■ **Problem requirements**:
Word for word, reproduce every line of the data below.

■ **Information shown**:
****************
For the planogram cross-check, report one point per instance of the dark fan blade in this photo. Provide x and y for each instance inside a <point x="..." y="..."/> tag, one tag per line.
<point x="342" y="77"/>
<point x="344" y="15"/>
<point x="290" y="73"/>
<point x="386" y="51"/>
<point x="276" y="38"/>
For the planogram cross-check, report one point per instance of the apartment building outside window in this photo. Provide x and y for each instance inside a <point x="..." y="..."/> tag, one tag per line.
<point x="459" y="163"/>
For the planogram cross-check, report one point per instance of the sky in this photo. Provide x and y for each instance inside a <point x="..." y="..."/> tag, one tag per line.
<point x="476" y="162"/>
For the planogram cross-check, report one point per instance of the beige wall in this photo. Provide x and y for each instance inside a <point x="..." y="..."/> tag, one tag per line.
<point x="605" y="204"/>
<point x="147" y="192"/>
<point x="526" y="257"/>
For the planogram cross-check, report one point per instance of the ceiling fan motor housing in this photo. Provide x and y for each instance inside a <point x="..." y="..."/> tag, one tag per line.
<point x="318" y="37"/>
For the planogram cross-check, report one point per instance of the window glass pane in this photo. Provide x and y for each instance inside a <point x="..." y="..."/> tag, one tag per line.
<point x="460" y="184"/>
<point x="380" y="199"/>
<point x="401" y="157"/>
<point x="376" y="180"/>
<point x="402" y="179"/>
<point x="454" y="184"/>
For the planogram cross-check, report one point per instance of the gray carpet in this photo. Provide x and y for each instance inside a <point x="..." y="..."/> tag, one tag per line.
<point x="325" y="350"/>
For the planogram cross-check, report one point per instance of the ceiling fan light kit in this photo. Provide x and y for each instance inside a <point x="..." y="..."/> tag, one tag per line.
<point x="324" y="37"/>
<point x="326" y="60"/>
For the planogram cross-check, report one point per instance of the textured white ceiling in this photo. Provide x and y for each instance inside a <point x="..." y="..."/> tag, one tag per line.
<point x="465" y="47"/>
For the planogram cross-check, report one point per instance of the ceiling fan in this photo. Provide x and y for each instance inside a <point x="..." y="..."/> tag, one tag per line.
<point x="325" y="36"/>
****************
■ **Response**:
For the planogram cross-check, report one point per instance of the dark fan blade in this photo. Provide x and y for each instance inside a <point x="..." y="..."/> tag, one tag per line.
<point x="342" y="77"/>
<point x="344" y="15"/>
<point x="290" y="73"/>
<point x="386" y="51"/>
<point x="276" y="38"/>
For the planogram cross-check, report one point per instance of the apartment building outside window in this photo. Provide x and y for each instance inside a <point x="..." y="..."/> tag, one tag per line.
<point x="459" y="163"/>
For the planogram cross-check, report one point per instance of the sky in this photo. Provide x and y for each instance inside a <point x="..." y="..."/> tag, one tag per line.
<point x="476" y="162"/>
For the planogram cross-check, report one point per instance of the beige wall in this photo. Provide x and y for each instance inside a <point x="..." y="..."/> tag, one tag per line.
<point x="605" y="204"/>
<point x="147" y="192"/>
<point x="526" y="257"/>
For the planogram cross-check, report one point per instance of the ceiling fan motor housing in this photo. Provide x and y for each instance inside a <point x="..." y="..."/> tag, one tag per line.
<point x="318" y="37"/>
For the planogram cross-check, report one point per instance of the window glass pane in this photo. Provide x and y for each instance inside a <point x="..." y="..."/> tag, one tag per line.
<point x="460" y="184"/>
<point x="380" y="199"/>
<point x="401" y="157"/>
<point x="376" y="180"/>
<point x="402" y="179"/>
<point x="454" y="184"/>
For the planogram cross-check, report one point per instance of the gray carpet in this photo. Provide x and y for each instance inside a <point x="..." y="..."/> tag, one tag per line.
<point x="325" y="350"/>
For the planogram cross-check, report one point per instance of the ceiling fan light kit in this photo. Provide x and y for each instance inside a <point x="..." y="..."/> tag, one tag per line.
<point x="324" y="37"/>
<point x="326" y="60"/>
For the planogram cross-check, report one point per instance of the textured white ceiling in this photo. Provide x and y for each instance inside a <point x="..." y="..."/> tag, one tag per line.
<point x="465" y="47"/>
For the planogram cross-check, report one point per instance of the ceiling fan in this photo. Provide x and y for each instance inside a <point x="..." y="..."/> tag, one tag per line.
<point x="325" y="36"/>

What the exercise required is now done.